Stored data:
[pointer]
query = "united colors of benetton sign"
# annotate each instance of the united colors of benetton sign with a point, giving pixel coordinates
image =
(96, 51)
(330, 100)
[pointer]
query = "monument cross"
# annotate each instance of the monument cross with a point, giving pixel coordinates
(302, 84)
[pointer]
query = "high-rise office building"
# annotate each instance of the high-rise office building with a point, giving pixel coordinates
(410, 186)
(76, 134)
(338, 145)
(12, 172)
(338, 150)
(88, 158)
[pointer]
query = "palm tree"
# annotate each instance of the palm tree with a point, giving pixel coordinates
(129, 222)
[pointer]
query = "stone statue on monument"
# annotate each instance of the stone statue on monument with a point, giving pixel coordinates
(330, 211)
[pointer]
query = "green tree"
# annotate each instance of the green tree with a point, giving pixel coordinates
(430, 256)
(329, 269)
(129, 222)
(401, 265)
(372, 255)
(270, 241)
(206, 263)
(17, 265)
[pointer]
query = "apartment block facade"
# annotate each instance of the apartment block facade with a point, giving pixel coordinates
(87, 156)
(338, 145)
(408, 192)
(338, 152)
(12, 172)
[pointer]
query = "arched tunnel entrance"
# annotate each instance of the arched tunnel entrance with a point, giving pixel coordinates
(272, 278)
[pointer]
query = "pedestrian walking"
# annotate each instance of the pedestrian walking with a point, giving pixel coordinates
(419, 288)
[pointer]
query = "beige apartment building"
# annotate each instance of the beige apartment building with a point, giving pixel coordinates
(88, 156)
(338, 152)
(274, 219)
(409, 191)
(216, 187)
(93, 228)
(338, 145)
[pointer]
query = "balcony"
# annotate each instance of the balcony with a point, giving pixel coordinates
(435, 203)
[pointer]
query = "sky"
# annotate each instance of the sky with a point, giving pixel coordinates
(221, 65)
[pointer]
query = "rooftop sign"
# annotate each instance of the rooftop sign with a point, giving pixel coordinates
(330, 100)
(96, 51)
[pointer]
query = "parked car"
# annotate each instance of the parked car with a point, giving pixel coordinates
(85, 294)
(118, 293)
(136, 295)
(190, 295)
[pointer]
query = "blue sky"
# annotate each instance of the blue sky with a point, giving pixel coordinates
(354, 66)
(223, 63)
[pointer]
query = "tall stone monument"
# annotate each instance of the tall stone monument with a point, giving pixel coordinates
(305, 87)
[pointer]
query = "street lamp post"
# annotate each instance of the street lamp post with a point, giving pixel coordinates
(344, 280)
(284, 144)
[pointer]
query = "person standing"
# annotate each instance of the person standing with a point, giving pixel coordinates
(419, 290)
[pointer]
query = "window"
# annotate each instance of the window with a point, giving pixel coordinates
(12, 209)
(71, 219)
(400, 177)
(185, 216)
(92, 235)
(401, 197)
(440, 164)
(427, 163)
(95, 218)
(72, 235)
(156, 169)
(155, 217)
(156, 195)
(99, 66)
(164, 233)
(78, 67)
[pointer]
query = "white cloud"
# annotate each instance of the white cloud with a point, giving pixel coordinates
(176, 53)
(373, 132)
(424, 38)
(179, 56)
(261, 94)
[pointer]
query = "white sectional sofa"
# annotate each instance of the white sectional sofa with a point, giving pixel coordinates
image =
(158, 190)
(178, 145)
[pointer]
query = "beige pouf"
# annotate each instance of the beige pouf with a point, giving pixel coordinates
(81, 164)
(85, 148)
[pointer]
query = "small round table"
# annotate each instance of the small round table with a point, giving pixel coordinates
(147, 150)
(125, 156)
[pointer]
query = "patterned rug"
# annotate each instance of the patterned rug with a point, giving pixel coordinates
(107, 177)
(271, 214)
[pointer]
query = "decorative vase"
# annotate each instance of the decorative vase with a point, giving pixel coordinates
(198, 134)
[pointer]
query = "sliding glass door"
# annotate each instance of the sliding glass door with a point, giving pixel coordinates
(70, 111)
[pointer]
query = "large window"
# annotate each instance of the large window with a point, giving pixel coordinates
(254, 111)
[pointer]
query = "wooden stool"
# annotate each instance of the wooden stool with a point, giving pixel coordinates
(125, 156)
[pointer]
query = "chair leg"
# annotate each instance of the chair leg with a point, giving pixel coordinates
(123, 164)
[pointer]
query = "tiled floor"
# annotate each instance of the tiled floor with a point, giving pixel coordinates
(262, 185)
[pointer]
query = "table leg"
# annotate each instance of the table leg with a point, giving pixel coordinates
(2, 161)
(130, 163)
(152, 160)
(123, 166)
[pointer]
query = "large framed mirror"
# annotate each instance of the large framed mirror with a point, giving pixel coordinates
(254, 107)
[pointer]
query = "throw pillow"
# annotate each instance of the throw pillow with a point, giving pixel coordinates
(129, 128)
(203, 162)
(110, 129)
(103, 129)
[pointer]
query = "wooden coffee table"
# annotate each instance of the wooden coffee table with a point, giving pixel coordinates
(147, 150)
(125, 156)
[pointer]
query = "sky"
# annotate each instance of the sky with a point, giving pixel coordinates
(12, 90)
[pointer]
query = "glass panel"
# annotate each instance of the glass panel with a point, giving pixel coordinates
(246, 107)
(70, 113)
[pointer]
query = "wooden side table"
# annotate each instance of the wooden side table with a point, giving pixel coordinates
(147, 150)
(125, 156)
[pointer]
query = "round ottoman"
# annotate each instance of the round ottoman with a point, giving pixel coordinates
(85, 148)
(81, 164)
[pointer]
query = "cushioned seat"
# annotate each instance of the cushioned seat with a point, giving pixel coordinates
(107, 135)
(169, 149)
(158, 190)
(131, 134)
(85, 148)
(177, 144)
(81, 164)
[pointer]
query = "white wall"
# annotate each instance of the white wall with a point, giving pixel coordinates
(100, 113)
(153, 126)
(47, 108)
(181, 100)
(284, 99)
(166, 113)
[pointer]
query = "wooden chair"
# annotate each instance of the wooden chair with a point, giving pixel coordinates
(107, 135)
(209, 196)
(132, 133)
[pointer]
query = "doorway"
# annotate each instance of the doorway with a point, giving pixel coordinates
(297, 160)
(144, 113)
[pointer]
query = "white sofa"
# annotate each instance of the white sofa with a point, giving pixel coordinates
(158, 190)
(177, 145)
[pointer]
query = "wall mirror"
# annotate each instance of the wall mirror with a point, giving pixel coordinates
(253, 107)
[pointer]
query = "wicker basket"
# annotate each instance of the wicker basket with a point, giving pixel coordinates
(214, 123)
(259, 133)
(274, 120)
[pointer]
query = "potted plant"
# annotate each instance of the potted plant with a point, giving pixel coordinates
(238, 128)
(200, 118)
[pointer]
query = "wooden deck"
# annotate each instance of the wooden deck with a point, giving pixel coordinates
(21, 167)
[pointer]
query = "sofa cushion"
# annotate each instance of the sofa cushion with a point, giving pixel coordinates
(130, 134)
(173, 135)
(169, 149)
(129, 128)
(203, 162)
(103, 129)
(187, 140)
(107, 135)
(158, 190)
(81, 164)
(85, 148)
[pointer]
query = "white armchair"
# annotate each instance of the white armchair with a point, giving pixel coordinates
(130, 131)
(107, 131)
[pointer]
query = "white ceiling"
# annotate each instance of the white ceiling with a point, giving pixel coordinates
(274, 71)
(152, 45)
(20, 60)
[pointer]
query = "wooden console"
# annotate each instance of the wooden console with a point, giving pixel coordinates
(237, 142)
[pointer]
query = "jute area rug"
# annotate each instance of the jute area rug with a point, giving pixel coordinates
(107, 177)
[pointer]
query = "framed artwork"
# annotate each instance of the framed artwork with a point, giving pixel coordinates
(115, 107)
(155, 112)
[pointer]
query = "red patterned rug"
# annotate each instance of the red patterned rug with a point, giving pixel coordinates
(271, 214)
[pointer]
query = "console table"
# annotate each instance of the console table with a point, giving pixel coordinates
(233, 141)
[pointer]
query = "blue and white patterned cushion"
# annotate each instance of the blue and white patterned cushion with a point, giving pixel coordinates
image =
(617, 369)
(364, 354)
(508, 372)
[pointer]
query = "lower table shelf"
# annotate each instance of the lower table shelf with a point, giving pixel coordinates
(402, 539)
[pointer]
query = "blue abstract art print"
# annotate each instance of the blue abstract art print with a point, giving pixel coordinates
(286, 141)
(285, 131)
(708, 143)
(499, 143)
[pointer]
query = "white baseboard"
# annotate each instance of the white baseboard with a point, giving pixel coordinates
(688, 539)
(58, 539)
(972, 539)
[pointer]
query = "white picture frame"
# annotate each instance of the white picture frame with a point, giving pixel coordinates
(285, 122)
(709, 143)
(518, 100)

What to do:
Copy out every line of the data where the word "benetton" occurs.

Answer box:
query = "united colors of benetton sign"
# annotate each instance of the united colors of benetton sign with a point, giving pixel coordinates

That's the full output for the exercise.